Provided data ::
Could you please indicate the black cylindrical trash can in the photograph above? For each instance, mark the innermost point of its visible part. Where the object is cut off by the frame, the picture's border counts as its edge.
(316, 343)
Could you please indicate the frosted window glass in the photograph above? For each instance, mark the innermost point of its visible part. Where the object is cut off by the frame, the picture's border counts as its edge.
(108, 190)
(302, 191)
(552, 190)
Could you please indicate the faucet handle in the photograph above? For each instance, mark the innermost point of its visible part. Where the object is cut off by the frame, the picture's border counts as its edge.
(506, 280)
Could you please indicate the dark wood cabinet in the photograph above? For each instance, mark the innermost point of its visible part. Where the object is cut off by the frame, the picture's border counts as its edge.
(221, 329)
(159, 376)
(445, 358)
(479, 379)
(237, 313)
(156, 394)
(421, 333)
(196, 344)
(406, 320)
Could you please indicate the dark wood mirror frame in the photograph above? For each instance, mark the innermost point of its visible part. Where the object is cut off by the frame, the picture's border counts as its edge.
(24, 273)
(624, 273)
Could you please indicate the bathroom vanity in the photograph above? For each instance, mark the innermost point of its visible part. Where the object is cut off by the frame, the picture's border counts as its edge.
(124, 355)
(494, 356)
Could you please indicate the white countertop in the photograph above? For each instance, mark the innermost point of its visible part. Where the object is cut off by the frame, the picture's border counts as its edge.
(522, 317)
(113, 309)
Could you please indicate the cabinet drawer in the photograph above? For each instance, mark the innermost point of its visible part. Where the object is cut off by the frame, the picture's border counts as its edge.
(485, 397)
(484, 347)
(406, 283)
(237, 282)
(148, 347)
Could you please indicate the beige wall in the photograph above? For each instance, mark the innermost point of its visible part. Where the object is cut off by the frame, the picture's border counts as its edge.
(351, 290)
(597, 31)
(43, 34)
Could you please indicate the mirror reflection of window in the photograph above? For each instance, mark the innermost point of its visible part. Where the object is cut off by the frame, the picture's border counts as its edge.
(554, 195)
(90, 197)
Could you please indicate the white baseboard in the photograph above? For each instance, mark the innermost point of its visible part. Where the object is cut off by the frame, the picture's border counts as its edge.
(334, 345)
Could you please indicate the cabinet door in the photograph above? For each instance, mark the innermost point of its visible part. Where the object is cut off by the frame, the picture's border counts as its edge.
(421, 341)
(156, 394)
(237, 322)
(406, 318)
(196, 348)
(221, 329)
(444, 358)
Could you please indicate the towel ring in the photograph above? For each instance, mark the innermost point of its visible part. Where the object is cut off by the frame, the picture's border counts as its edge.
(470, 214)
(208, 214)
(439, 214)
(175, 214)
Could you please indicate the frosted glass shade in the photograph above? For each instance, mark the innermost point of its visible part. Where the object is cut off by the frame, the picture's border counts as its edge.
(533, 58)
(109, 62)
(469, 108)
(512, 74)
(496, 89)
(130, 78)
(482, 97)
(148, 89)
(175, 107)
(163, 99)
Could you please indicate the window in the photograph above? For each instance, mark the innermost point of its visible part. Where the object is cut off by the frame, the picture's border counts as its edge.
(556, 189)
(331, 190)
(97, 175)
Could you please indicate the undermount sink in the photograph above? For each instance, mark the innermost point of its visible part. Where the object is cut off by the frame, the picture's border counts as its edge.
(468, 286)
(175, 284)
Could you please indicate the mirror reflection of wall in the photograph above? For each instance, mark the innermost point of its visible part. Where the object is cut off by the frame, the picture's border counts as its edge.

Problem to solve ::
Set down nothing but the lines from the one with "Could you please indicate the frosted glass" through the end of the records, keeping each line exactly as written and including both ends.

Answer to the problem ::
Could you please indicate the frosted glass shade in the photograph above? For each instance, mark the innermost point of its visible part. Where the object is cut off by the frame, the picture's border counts as its edge.
(533, 58)
(109, 62)
(469, 108)
(512, 74)
(496, 89)
(130, 78)
(482, 97)
(148, 89)
(175, 107)
(163, 99)
Could you please indicate the window in the photograph above? For each instance, mark the innermost point of its visible part. Where the object is cut off by the frame, the picture's border counts as its edge.
(556, 189)
(331, 190)
(97, 175)
Could you please indicate the undermount sink in the photograph above? For each instance, mark the innermost point of its visible part. Where the object is cut off by the frame, the picture's border counts as its edge.
(468, 286)
(175, 284)
Could you please indicate the mirror reflection of wall in the photograph above? For each instance, mark the innermost point of its visible part. Where the object is cut off by the frame, the picture's border counts as its edge.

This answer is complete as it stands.